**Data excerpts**
▼▼▼

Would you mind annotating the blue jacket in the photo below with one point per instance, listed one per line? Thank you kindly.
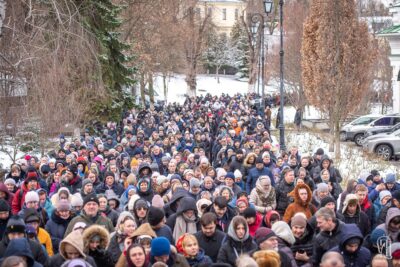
(252, 178)
(360, 258)
(21, 247)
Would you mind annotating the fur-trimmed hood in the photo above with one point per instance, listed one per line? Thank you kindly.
(296, 196)
(96, 230)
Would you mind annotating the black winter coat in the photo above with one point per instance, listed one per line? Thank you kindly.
(232, 249)
(56, 228)
(211, 245)
(282, 190)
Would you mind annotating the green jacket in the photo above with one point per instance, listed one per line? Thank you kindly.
(104, 221)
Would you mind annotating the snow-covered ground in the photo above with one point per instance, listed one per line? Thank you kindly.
(353, 161)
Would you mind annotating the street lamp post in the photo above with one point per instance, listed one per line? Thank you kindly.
(281, 89)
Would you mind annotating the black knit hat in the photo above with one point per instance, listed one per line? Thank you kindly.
(90, 198)
(4, 206)
(15, 225)
(327, 200)
(155, 216)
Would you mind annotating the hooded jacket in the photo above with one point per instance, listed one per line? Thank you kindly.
(359, 218)
(298, 205)
(263, 200)
(56, 228)
(20, 247)
(233, 246)
(362, 256)
(393, 234)
(101, 256)
(73, 239)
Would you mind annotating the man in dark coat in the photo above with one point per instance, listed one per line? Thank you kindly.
(350, 247)
(210, 238)
(329, 235)
(283, 188)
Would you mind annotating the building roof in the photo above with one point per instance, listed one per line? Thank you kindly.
(395, 29)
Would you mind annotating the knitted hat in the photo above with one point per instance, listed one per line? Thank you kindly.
(230, 175)
(237, 174)
(16, 225)
(383, 194)
(86, 182)
(4, 206)
(262, 234)
(161, 179)
(322, 187)
(298, 220)
(283, 231)
(194, 182)
(390, 178)
(155, 215)
(220, 172)
(326, 200)
(160, 246)
(259, 160)
(10, 181)
(90, 198)
(375, 235)
(319, 152)
(31, 196)
(63, 205)
(76, 200)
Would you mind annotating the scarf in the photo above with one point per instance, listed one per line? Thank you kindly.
(183, 225)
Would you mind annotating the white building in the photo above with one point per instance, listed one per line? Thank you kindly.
(392, 34)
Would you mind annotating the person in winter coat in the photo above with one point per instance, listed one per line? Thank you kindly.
(350, 247)
(329, 235)
(30, 184)
(95, 241)
(58, 223)
(285, 239)
(5, 194)
(161, 251)
(71, 247)
(283, 188)
(20, 247)
(392, 224)
(110, 184)
(16, 228)
(238, 242)
(253, 219)
(185, 220)
(302, 196)
(263, 196)
(210, 238)
(302, 248)
(352, 213)
(188, 246)
(255, 173)
(90, 215)
(106, 211)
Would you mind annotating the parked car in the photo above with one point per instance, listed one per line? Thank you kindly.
(384, 145)
(350, 130)
(374, 130)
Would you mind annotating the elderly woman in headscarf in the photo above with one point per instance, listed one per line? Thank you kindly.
(263, 195)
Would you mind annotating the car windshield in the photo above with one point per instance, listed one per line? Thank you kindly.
(363, 120)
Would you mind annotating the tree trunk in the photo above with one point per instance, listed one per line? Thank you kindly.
(142, 90)
(151, 89)
(165, 87)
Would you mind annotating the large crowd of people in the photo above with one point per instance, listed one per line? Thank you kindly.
(198, 184)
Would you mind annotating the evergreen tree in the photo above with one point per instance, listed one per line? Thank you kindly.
(103, 21)
(240, 46)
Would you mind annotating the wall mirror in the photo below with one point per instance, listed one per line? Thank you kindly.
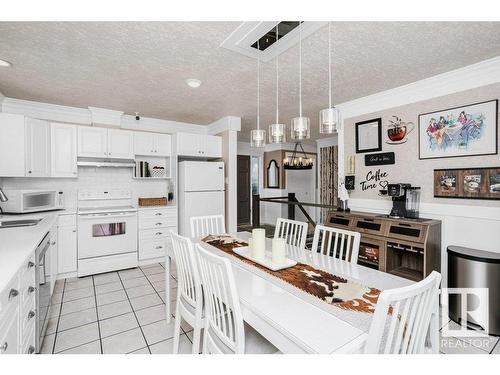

▲▲▲

Write out every entry again word for word, without any of the pictures.

Would you mind annotating the blue jacket in the photo below with one point per instance, listed one per line? Thank you kindly.
(252, 178)
(360, 258)
(21, 247)
Would you mind annotating the fur-trimmed hood in the photo above with one point per instance, listed one per line? Thank you kindly.
(296, 196)
(96, 230)
Would you mind annotating the black winter coat in the photo above with one point per instance, listed one per line? Thank you kindly.
(232, 249)
(56, 228)
(211, 245)
(282, 190)
Would you mind annotating the green jacket in the photo above with one point per instance, listed one per line? Thank you kindly.
(104, 221)
Would you mind annotating the snow-covered ground in the photo above with one point per instance, listed one per line? Thank you kindly.
(353, 161)
Would you mind annotating the street lamp post in the photo above with one point per instance, listed one per line? Thank you kindly.
(281, 89)
Would you mind annotating the black knit hat in the photo above with one point per instance, listed one per line? Thank you kindly.
(90, 198)
(4, 206)
(15, 225)
(327, 200)
(155, 216)
Would you mind annotating the hooded jacket in the photo above with one point per instance, listed one per line? Thank you kindly.
(359, 218)
(298, 205)
(263, 200)
(56, 228)
(20, 247)
(233, 246)
(362, 256)
(393, 234)
(101, 256)
(73, 239)
Would you mind annotating the man in dark coat in the photo above with one point per instance, listed one per line? Thank you kindly.
(350, 247)
(210, 238)
(329, 235)
(283, 188)
Would you mind annotating the building roof in the photo above with one point per instance, listed one per line? Thank you kindly.
(395, 29)
Would you mind annotating the knitted hat in the photo above with one point per instance, listed one per line? Thank you kindly.
(230, 175)
(237, 174)
(16, 225)
(383, 194)
(86, 182)
(4, 206)
(262, 234)
(161, 179)
(322, 187)
(298, 220)
(283, 231)
(194, 182)
(390, 178)
(155, 215)
(220, 172)
(326, 200)
(160, 246)
(259, 160)
(10, 181)
(90, 198)
(375, 235)
(319, 152)
(31, 196)
(63, 205)
(76, 200)
Would you mind annotating the scarf in the photo above with one point per instance, listed one per line? Thank you kindly.
(183, 225)
Would you mind annotating the white building in the photo above with one point per instance, listed one per line? Thank you kindly.
(392, 34)
Would you mind annotating the person in winter coat in the photo above with one point per instance, listed one per line? Thank you kindly.
(350, 247)
(329, 235)
(30, 184)
(95, 241)
(58, 223)
(285, 239)
(5, 194)
(161, 251)
(71, 247)
(283, 188)
(20, 247)
(392, 224)
(110, 184)
(16, 228)
(238, 242)
(253, 219)
(185, 220)
(302, 196)
(263, 196)
(210, 238)
(302, 248)
(352, 213)
(188, 246)
(255, 173)
(90, 215)
(106, 211)
Would you mind annotating the parked car in the photo above with one point per instance, listed one per line? Thank you kindly.
(384, 145)
(350, 130)
(374, 130)
Would you mind annotating the elderly woman in headscarf in the photo above with one point per instance, listed one per line? Thank you kindly.
(263, 195)
Would you mind annotating the car windshield in the photo above with one point per instance, listed one per line? Thank you kindly.
(363, 120)
Would you mind annotating the tree trunk in the photo above with one point per instance, listed one per line? Thank you kindly.
(142, 90)
(151, 89)
(165, 87)
Would you mind annotating the large crowd of people in the photo above with one point per instance, listed one per line? Thank you kindly.
(198, 184)
Would you mind annotating the evergreen tree in the photo above with one point per instance, listed one per line? Thank you kindly.
(103, 21)
(240, 46)
Would you mind annotating the wall mirror in the photo below with one point per instance, listed one per line? Thank you kindly.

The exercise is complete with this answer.